Salvador Lourenço é um dos cerca de 275 estudantes angolanos a estudar em Portugal. Ao abrigo da bolsa Erasmus Mundus, chegou em setembro de 2013 para o mestrado de Relações Internacionais na Faculdade de Letras da Universidade do Porto (FLUP). Tinha 8 anos quando, pela primeira vez, sentiu o conflito armado da Guerra Civil de Angola. Em 1992, estava em N’Dalatando, cidade onde nasceu, na província de Kwanza-Norte, noroeste do país. “Vivi a guerra desde os meus poucos anos. Quando o conflito armado reacendeu, tinha oito anos. Foi terrível. Teriam sido os resultados eleitorais aceites e o país hoje seria mais desenvolvido”, explica.

A Guerra Civil angolana eclodiu em 1975, pouco depois da conquista da independência por parte do país e da desocupação portuguesa da antiga colónia. “O processo de descolonização, em si, não foi o fator do conflito. O processo de descolonização, de alguma forma, acelerou o que já era uma divisão das forças políticas angolanas que combatiam a administração colonial portuguesa”, considera Maciel Santos, professor do Centro de Estudos Africanos da Universidade do Porto (CEAUP). “Sobretudo depois do Acordo de Alvor tornou-se iminente que Angola se tornava independente dentro de meses e a conflitualidade que existia entre eles tornou-se exacerbada”.

“Quando o conflito armado reacendeu, tinha oito anos. Foi terrível”.

Em 1992, quando Salvador era criança na antiga Vila Salazar, nome colonial de N’Dalatando, o conflito estava já generalizado a todas as regiões do país. Tinha início, como explica Maciel Santos, a segunda Guerra Civil, na qual “a UNITA controlou praticamente a totalidade até das áreas municipais e, depois, numa última fase da guerra, foi perdendo lentamente o controlo das zonas rurais”.

O conflito chega ao fim em 2002, mais de 25 anos depois do início de uma das mais longas guerras civis em África. Para além da duração do mesmo, a violência trouxe as respetivas consequências para a população angolana: a Organização das Nações Unidas (ONU) estimou, em 2003, que 80% dos angolanos não teriam acesso a assistência médica básica, 60% à água potável e 30% das crianças angolanas morreriam antes dos cinco anos de idade.

Cinco a 15 milhões de engenhos ainda por detonar

Hoje, mais de 12 anos após o fim do conflito, a guerra continua a fazer vítimas. “As minas são uma das armas mais baratas dos conflitos ditos regionais”, explica Maciel Santos, atribuindo o seu uso, preferencialmente, a “movimentos político-militares com poucos recursos e que utilizam a guerra de guerrilha”. Grande parte do conflito em Angola teve de ser feito por estradas não transitáveis o ano inteiro, devido à sazonalidade da chuva.

“As minas eram utilizadas sobretudo para barrar o controlo, especialmente durante a época seca. Havendo o conhecimento mais ou menos seguro da época e da altura dos itinerários, sendo as minas baratas, tendo a guerra se prolongado, praticamente, durante duas dezenas de anos, basta multiplicar todos esses fatores e ver a quantidade de minas terrestres que foram colocadas”, equaciona Maciel Santos.

***

**INSTRUÇÕES DE TRABALHO**.
Pode reproduzir, sem qualquer alteração, a passagem do texto sobre a Guerra Civil angolana que começa em "Hoje, mais de" e termina em "sazonalidade da chuva."? Os itens que vêm a seguir são material à parte, sem ligação ao texto.

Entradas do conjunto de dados
***

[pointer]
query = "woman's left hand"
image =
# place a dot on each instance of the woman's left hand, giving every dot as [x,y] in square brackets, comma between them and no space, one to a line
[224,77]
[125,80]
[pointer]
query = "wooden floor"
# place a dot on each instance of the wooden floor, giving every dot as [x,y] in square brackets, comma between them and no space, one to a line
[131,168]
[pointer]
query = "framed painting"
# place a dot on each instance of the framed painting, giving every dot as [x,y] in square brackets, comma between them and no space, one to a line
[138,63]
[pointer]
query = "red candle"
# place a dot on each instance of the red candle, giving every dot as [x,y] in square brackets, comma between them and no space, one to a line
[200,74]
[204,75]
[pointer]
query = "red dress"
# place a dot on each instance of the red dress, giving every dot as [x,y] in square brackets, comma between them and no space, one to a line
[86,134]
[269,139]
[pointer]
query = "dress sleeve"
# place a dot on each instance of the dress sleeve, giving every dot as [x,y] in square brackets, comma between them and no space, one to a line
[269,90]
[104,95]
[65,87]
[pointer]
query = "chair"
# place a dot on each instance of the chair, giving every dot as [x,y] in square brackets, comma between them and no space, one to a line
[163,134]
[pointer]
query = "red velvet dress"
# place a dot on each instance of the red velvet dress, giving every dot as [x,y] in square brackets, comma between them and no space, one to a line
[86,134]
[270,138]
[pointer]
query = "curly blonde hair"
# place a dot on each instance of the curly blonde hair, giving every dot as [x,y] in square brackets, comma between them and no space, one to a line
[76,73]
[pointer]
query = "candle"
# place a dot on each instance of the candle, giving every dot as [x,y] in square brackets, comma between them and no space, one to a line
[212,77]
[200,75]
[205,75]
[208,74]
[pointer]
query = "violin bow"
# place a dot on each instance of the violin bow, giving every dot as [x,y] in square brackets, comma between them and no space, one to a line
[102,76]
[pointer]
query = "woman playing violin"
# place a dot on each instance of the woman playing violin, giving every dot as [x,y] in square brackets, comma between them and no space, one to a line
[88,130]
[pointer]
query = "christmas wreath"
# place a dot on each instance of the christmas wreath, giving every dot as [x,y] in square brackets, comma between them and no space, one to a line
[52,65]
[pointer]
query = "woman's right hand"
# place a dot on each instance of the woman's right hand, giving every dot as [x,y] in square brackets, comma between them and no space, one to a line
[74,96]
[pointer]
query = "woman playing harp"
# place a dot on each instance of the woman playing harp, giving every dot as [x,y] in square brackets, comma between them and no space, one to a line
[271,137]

***

**A SUA SOLUÇÃO**.
Hoje, mais de 12 anos após o fim do conflito, a guerra continua a fazer vítimas. “As minas são uma das armas mais baratas dos conflitos ditos regionais”, explica Maciel Santos, atribuindo o seu uso, preferencialmente, a “movimentos político-militares com poucos recursos e que utilizam a guerra de guerrilha”. Grande parte do conflito em Angola teve de ser feito por estradas não transitáveis o ano inteiro, devido à sazonalidade da chuva.